The text below summarizes NLRB v. Sands Manufacturing Co. From it, list every justice who joined the majority opinion, including its author.

[Start PROVIDED PASSAGE]

- Supreme Court of the United States

Argued January 12, 1939 Decided February 27, 1939
- Full case name: National Labor Relations Board v. Sands Manufacturing Co.
- Citations: 306 U.S. 332 (more) 59 S. Ct. 508; 83 L. Ed. 682; 1939 U.S. LEXIS 1094

Case history
- Prior: On appeal from the United States Circuit Court of Appeals for the Sixth Circuit

Holding
- The NLRA does not prohibit an employer from disciplining or firing an individual employee when that employee violates a collective bargain agreement by striking.

Court membership
- Chief Justice Charles E. Hughes Associate Justices James C. McReynolds · Pierce Butler Harlan F. Stone · Owen Roberts Hugo Black · Stanley F. Reed Felix Frankfurter

Case opinions
- Majority: Roberts, joined by Hughes, McReynolds, Butler, Stone
- Dissent: Black, Reed
- Frankfurter took no part in the consideration or decision of the case.

Laws applied
- National Labor Relations Act

= NLRB v. Sands Manufacturing Co. =

National Labor Relations Board v. Sands Manufacturing Co., 306 U.S. 332 (1939), is United States labor law case, decided by a majority of 5 to 2 by the Supreme Court of the United States, which overturned a decision by the National Labor Relations Board because it was not supported by substantial evidence. The Court defined collective bargaining under the National Labor Relations Act to mean that proposals and responses to proposals were pending, and that future meetings were being planned. Absent such conditions, bargaining was not occurring. The Court also held that an employer did not violate the Act if it chose to deal with the employees on an individual basis.

==Facts==
Sands Manufacturing Co. was a company based in Cleveland, Ohio, which made water heaters. In the spring of 1934, its employees joined the Mechanics Educational Society of America. A 60-day contract was agreed to, and although it expired both sides repeatedly agreed to extend it. When workload lessened, company policy was to transfer men in slack departments to those areas where workload was high, respecting both their seniority and existing pay rates. In 1934, the company won a government contract, and agreed that the "new men" would not only be paid a lower wage but also would be the first discharged once work slacked off. A new contract was reached in June 1935 in which management won the right not to respect the wage rates and seniority rights of men transferred to new departments during slack times.

As the government contract ended, the company closed the heater tank department. When the company sought to hire workers in its machine shop, it asked to hire the "new men" rather than transfer "old men" from other departments (which were shutting down). The union argued old men should be hired in the machine shop before any "new men." The union and company met repeatedly over the issue, but nothing was resolved. The company closed its plant in August 1935. When it reopened in September, it offered employment to several "old men" at much lower wage rates. The union refused the offer. The plant reopened, and the union began picketing.

The National Labor Relations Board held that Sands Manufacturing had refused to bargain with union, had discriminated against union members in hiring, and had discouraged membership in the union. Sands Manufacturing sued to have the Board's order overturned. A court of appeals agreed with the employer.

[End PROVIDED PASSAGE]
[Start DATASET]

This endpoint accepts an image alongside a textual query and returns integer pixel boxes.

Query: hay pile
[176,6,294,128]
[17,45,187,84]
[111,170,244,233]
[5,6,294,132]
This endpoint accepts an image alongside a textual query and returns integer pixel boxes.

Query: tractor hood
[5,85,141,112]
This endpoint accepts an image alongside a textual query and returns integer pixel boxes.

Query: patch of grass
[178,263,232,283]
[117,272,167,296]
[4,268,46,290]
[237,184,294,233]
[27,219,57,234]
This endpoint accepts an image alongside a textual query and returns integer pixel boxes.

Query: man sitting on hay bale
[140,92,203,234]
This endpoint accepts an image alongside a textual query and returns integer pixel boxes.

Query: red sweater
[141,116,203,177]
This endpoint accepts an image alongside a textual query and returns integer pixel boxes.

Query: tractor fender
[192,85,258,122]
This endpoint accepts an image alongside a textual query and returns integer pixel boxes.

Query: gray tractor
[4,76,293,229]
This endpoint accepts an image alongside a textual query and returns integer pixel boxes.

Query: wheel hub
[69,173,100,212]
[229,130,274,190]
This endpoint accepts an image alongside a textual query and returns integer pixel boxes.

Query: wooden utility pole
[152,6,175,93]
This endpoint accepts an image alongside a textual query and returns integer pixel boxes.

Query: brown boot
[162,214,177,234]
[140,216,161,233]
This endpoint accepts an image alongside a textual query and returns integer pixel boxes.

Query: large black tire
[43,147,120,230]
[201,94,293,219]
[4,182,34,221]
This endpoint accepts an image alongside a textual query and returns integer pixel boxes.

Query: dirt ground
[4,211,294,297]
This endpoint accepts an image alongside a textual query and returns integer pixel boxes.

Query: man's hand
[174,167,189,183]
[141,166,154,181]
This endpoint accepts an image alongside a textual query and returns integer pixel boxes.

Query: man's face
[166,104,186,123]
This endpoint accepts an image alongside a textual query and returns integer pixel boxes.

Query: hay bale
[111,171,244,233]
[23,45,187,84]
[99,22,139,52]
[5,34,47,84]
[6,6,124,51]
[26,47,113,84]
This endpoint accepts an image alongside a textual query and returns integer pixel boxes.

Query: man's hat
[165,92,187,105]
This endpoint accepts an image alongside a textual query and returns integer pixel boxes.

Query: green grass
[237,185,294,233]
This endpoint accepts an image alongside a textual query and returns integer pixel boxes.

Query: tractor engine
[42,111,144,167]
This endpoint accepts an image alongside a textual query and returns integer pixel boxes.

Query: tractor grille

[End DATASET]

[EXERCISE OUTPUT]: Owen Roberts (author), Charles E. Hughes, James C. McReynolds, Pierce Butler, Harlan F. Stone